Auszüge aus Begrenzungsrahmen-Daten
════════

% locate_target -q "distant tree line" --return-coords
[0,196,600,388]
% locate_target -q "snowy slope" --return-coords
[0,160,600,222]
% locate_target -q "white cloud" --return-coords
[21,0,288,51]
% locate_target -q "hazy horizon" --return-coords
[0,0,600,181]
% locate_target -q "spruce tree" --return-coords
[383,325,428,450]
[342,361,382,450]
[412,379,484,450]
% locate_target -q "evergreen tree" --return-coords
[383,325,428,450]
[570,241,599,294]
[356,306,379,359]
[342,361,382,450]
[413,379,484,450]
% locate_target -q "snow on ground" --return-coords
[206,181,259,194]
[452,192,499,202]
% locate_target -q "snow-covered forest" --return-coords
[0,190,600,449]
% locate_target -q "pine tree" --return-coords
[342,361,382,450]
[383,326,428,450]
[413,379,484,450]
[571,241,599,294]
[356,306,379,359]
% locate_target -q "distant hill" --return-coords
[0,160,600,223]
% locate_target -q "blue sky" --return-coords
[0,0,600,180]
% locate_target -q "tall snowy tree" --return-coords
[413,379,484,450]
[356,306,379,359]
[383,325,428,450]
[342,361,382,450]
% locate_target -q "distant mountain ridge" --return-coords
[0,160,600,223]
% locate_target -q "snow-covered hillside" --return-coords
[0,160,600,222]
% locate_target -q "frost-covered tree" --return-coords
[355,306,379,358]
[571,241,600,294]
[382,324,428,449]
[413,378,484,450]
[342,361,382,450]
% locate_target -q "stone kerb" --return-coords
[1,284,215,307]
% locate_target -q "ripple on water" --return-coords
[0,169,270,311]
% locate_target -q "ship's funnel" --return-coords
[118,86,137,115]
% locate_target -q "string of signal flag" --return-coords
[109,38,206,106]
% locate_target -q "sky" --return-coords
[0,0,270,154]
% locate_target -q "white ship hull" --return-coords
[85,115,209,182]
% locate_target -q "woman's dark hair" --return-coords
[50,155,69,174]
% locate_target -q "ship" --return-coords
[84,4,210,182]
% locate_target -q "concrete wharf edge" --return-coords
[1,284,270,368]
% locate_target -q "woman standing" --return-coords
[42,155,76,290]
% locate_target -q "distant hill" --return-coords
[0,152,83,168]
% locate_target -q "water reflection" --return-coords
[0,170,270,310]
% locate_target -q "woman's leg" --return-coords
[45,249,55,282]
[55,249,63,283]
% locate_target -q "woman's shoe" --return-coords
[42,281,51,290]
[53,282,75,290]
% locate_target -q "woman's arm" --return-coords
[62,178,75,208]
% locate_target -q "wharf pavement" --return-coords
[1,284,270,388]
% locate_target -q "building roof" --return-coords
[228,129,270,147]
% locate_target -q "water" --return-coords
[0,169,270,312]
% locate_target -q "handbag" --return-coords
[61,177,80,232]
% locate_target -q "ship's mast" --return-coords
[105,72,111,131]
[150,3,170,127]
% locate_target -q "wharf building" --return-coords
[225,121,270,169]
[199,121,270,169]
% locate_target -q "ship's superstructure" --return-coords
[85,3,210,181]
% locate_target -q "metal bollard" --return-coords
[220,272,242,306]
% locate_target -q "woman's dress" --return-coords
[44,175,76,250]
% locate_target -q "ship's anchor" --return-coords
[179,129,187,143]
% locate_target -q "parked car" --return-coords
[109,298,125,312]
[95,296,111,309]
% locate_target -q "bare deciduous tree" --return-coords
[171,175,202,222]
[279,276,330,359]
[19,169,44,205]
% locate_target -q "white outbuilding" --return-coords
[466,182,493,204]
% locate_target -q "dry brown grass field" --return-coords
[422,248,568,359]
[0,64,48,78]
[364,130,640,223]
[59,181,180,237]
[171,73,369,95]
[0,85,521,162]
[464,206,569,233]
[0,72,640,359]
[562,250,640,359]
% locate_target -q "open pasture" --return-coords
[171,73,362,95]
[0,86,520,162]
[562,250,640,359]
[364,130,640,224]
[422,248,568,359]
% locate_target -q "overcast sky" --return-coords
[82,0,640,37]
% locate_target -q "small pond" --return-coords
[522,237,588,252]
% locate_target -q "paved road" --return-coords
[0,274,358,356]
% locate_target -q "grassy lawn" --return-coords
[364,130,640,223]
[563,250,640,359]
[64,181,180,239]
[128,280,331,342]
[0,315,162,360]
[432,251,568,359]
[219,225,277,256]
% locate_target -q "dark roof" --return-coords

════════

▶ _AUFGABE_:
Kopieren Sie sämtliche Datensätze oben Zeile für Zeile und ohne jede Änderung.

▶ _VOLLSTÄNDIGE LÖSUNG_:
% locate_target -q "distant tree line" --return-coords
[0,196,600,388]
% locate_target -q "snowy slope" --return-coords
[0,160,600,222]
% locate_target -q "white cloud" --return-coords
[21,0,288,51]
% locate_target -q "hazy horizon" --return-coords
[0,0,600,181]
% locate_target -q "spruce tree" --return-coords
[383,325,428,450]
[342,361,382,450]
[412,379,484,450]
% locate_target -q "evergreen tree" --return-coords
[383,325,428,450]
[570,241,599,294]
[356,306,379,359]
[342,361,382,450]
[413,379,484,450]
% locate_target -q "snow on ground" --return-coords
[206,181,259,194]
[452,192,499,202]
% locate_target -q "snow-covered forest" --return-coords
[0,190,600,449]
% locate_target -q "pine tree" --return-coords
[342,361,382,450]
[383,326,428,450]
[413,379,484,450]
[571,241,599,294]
[356,306,379,359]
% locate_target -q "distant hill" --return-coords
[0,160,600,223]
% locate_target -q "blue sky" --return-coords
[0,0,600,180]
% locate_target -q "tall snowy tree" --return-coords
[413,379,484,450]
[356,306,379,359]
[383,325,428,450]
[342,361,382,450]
% locate_target -q "distant mountain ridge" --return-coords
[0,160,600,223]
% locate_target -q "snow-covered hillside" --return-coords
[0,160,600,222]
% locate_target -q "frost-covered tree" --return-coords
[355,306,379,358]
[571,241,600,294]
[382,324,428,449]
[413,378,484,450]
[342,361,382,450]
% locate_target -q "stone kerb" --return-coords
[1,284,215,307]
% locate_target -q "ripple on water" --return-coords
[0,169,270,311]
% locate_target -q "ship's funnel" --return-coords
[118,86,137,115]
% locate_target -q "string of signal flag" --return-coords
[109,38,206,106]
% locate_target -q "sky" --return-coords
[0,0,270,154]
% locate_target -q "white ship hull" --return-coords
[85,115,209,182]
% locate_target -q "woman's dark hair" --return-coords
[50,155,69,174]
% locate_target -q "ship" --return-coords
[84,4,210,182]
% locate_target -q "concrete wharf edge" --return-coords
[1,284,270,368]
% locate_target -q "woman standing" --return-coords
[42,155,76,290]
% locate_target -q "distant hill" --return-coords
[0,152,83,168]
% locate_target -q "water reflection" --return-coords
[0,170,270,310]
% locate_target -q "woman's leg" --return-coords
[45,249,55,282]
[55,249,63,283]
% locate_target -q "woman's shoe" --return-coords
[42,281,51,290]
[53,282,75,290]
% locate_target -q "woman's arm" --return-coords
[62,178,75,208]
% locate_target -q "wharf pavement" --return-coords
[1,284,270,388]
% locate_target -q "building roof" --return-coords
[228,129,270,147]
% locate_target -q "water" --return-coords
[0,169,270,312]
% locate_target -q "handbag" --return-coords
[61,177,80,232]
% locate_target -q "ship's mast" --return-coords
[105,72,111,131]
[150,3,170,127]
% locate_target -q "wharf building" --return-coords
[225,121,270,169]
[199,121,270,169]
% locate_target -q "ship's superstructure" --return-coords
[85,3,210,181]
% locate_target -q "metal bollard" --return-coords
[220,272,242,306]
% locate_target -q "woman's dress" --return-coords
[44,175,76,250]
% locate_target -q "ship's anchor" --return-coords
[179,129,187,143]
% locate_target -q "parked car" --return-coords
[109,298,125,312]
[95,296,111,309]
% locate_target -q "bare deciduous tree" --return-coords
[171,175,202,222]
[279,276,330,359]
[19,169,44,205]
% locate_target -q "white outbuilding" --return-coords
[466,182,493,204]
% locate_target -q "dry brown grass field" --return-coords
[422,248,568,359]
[0,64,48,78]
[364,130,640,223]
[59,181,180,237]
[171,73,369,95]
[0,85,521,162]
[464,206,569,233]
[0,72,640,359]
[562,250,640,359]
% locate_target -q "open pasture" --return-coords
[171,73,362,95]
[0,86,520,162]
[562,250,640,359]
[364,130,640,224]
[422,248,568,359]
% locate_target -q "overcast sky" --return-coords
[82,0,640,37]
% locate_target -q "small pond" --return-coords
[522,237,588,252]
% locate_target -q "paved road" --return-coords
[0,274,358,356]
% locate_target -q "grassy lawn" --return-coords
[364,130,640,223]
[563,250,640,359]
[64,181,180,239]
[128,280,331,342]
[0,315,162,360]
[432,251,568,359]
[219,225,277,256]
% locate_target -q "dark roof" --return-coords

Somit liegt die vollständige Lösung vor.